[Position annotation records]
══════

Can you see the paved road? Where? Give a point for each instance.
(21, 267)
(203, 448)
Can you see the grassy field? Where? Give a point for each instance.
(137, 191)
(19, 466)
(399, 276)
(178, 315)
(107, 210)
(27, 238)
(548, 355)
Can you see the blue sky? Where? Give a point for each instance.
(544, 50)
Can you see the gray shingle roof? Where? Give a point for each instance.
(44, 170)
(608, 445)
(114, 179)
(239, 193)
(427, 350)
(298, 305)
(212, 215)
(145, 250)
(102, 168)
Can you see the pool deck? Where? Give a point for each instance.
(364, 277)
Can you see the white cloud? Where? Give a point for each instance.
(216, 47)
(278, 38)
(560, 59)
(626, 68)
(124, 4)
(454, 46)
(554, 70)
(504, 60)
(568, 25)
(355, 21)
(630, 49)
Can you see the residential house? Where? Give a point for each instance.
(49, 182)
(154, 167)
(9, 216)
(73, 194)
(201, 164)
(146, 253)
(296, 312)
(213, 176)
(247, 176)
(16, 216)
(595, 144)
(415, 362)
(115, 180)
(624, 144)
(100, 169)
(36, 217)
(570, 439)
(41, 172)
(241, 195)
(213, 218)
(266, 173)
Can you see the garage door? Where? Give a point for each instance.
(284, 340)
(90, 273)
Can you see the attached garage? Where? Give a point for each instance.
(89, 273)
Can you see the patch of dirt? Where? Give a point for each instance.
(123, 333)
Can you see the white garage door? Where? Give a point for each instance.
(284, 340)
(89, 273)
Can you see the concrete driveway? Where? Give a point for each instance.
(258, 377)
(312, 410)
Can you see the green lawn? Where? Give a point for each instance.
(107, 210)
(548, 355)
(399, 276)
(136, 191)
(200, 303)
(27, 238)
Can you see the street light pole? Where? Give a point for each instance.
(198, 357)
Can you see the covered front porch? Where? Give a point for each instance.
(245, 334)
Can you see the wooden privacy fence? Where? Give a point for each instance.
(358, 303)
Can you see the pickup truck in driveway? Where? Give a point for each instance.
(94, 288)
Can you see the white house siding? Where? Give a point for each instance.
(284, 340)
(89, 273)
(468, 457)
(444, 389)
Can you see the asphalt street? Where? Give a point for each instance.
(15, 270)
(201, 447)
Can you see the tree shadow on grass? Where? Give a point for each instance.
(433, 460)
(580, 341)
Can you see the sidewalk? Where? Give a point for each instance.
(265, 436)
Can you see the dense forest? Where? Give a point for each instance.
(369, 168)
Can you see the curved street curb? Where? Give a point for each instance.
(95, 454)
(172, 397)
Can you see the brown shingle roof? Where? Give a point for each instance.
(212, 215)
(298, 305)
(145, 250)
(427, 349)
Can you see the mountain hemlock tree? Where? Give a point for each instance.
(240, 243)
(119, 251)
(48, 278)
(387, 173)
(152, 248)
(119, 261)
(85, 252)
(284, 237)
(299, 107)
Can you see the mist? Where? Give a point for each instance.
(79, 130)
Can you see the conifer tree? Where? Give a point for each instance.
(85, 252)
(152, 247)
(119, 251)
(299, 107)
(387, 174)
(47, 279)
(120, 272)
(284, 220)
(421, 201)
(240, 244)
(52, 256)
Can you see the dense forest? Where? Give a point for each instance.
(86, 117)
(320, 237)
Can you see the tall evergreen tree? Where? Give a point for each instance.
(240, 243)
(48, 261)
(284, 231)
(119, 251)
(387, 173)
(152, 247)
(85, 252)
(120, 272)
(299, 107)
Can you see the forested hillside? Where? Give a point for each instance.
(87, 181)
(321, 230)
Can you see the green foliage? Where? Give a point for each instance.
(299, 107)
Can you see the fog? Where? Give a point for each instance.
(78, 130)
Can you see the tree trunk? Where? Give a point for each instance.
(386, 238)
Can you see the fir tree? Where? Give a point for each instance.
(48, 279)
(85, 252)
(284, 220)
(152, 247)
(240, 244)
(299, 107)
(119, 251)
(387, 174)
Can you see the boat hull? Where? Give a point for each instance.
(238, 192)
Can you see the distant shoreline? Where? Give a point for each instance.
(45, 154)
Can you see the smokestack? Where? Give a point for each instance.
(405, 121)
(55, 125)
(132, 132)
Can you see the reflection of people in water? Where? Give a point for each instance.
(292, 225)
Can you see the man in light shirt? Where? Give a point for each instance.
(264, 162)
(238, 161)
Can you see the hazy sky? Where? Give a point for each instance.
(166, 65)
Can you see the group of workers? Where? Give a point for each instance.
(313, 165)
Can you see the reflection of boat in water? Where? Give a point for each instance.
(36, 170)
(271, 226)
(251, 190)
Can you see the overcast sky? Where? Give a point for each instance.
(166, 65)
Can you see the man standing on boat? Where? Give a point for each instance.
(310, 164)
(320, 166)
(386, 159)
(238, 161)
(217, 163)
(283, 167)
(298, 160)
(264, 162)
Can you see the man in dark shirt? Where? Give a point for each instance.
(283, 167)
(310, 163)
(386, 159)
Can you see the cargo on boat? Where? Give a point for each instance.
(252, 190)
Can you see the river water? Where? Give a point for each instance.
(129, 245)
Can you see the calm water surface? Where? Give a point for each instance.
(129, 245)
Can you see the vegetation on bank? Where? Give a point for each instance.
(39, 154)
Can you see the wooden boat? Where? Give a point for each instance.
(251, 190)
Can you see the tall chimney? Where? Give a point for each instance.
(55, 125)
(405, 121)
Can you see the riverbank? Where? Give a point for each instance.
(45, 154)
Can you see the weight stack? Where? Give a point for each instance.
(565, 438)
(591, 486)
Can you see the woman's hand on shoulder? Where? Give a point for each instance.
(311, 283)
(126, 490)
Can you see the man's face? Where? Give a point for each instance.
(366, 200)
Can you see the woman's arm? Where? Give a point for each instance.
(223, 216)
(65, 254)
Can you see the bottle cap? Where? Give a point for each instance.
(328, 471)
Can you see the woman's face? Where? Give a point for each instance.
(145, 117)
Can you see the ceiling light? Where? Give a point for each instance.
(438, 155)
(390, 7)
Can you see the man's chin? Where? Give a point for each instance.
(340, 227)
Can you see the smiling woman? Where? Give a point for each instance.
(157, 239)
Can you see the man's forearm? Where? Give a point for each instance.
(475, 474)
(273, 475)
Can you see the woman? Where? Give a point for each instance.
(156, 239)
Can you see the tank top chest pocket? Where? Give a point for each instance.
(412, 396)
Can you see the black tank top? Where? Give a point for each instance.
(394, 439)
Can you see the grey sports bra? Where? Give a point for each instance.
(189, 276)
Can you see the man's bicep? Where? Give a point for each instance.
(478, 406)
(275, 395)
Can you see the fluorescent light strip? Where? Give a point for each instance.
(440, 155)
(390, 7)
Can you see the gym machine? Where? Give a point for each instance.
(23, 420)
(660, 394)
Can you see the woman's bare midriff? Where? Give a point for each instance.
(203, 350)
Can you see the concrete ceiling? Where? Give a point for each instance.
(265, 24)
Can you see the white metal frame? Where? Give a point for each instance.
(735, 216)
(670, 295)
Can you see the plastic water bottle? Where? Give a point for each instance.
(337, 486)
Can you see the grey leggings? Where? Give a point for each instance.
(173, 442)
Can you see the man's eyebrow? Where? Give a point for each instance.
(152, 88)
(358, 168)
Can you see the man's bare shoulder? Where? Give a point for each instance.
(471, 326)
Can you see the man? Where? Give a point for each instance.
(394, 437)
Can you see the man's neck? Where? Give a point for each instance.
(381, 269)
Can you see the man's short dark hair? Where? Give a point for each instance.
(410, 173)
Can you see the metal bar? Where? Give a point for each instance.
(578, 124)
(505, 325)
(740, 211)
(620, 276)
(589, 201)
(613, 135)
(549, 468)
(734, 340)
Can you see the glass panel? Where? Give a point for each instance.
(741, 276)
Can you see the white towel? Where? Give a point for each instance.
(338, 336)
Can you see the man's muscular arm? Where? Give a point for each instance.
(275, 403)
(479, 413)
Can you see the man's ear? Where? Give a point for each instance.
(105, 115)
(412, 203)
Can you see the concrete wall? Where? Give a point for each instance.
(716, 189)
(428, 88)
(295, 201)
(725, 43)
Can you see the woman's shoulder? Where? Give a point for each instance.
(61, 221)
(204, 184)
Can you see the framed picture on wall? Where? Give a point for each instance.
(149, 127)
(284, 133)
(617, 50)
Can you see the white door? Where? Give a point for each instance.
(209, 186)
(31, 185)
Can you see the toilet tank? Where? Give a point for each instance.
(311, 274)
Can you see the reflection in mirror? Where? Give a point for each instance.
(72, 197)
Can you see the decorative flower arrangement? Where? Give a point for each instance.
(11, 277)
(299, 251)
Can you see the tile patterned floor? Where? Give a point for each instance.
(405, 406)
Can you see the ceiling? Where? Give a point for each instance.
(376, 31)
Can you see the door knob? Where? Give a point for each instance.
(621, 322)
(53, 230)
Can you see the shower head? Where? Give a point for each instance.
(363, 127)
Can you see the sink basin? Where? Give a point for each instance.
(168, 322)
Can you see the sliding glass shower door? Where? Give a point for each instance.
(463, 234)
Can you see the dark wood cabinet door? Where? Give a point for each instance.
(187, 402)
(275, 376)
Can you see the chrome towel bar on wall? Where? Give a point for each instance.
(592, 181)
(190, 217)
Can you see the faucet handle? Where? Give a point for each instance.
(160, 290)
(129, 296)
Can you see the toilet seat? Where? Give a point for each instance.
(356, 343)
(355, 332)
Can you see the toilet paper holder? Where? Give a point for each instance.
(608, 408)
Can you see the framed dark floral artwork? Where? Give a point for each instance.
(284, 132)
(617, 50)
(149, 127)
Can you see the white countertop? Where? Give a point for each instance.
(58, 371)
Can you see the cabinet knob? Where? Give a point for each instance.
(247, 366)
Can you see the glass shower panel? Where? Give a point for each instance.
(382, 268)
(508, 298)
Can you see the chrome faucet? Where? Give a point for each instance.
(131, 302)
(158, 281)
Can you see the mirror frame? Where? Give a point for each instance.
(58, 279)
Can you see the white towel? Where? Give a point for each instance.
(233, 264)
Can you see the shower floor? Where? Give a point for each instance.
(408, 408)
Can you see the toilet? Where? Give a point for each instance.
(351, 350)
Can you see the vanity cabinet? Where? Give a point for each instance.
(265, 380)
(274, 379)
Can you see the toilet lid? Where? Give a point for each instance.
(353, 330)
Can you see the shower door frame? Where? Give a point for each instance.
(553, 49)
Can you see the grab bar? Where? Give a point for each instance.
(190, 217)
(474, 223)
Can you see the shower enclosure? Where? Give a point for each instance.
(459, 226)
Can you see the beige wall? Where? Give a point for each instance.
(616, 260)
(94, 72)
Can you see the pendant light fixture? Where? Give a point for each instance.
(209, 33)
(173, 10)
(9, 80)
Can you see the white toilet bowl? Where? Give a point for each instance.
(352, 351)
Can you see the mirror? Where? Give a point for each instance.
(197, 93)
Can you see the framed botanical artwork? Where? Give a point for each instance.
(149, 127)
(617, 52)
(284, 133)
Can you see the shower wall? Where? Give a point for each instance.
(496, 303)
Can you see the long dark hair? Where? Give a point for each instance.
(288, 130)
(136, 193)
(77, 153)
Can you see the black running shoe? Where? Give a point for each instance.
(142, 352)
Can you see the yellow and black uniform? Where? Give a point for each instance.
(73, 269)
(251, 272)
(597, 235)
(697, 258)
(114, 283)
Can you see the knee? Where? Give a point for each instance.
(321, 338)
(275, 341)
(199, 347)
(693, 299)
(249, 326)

══════

Given exercise. Each line from the one containing "Can you see the vanity" through the end of the entries, both included, is to be returned exactly, with no other lines.

The completed task.
Can you see the vanity cabinet? Where? Give a point for each instance.
(265, 380)
(274, 379)
Can you see the toilet lid? Where? Give a point for each instance.
(353, 330)
Can you see the shower door frame? Where? Give a point for each instance.
(553, 49)
Can you see the grab bar? Where? Give a point for each instance.
(190, 217)
(474, 223)
Can you see the shower enclosure? Where? Give a point for each instance.
(459, 226)
Can you see the beige wall? Where? Give a point for each instance.
(616, 260)
(94, 72)
Can you see the pendant light fixture? Where? Give a point for each instance.
(209, 33)
(173, 10)
(9, 80)
Can you see the white toilet bowl? Where? Give a point for each instance.
(352, 351)
Can you see the mirror? Where? Give a point for each instance.
(197, 93)
Can you see the framed botanical artwork? Where? Give a point for each instance.
(149, 127)
(617, 52)
(284, 133)
Can you see the shower wall? Where? Give a point for each instance.
(496, 303)
Can you see the long dark hair? Where? Give a point for each instance.
(288, 130)
(136, 193)
(77, 153)
Can you see the black running shoe? Where? Give a point for each instance.
(142, 352)
Can you see the yellow and black uniform? Where? Give a point for each instance.
(73, 269)
(251, 272)
(597, 235)
(697, 258)
(114, 283)
Can you see the knee? Where? Give a point for each instance.
(321, 338)
(275, 341)
(199, 347)
(693, 299)
(249, 326)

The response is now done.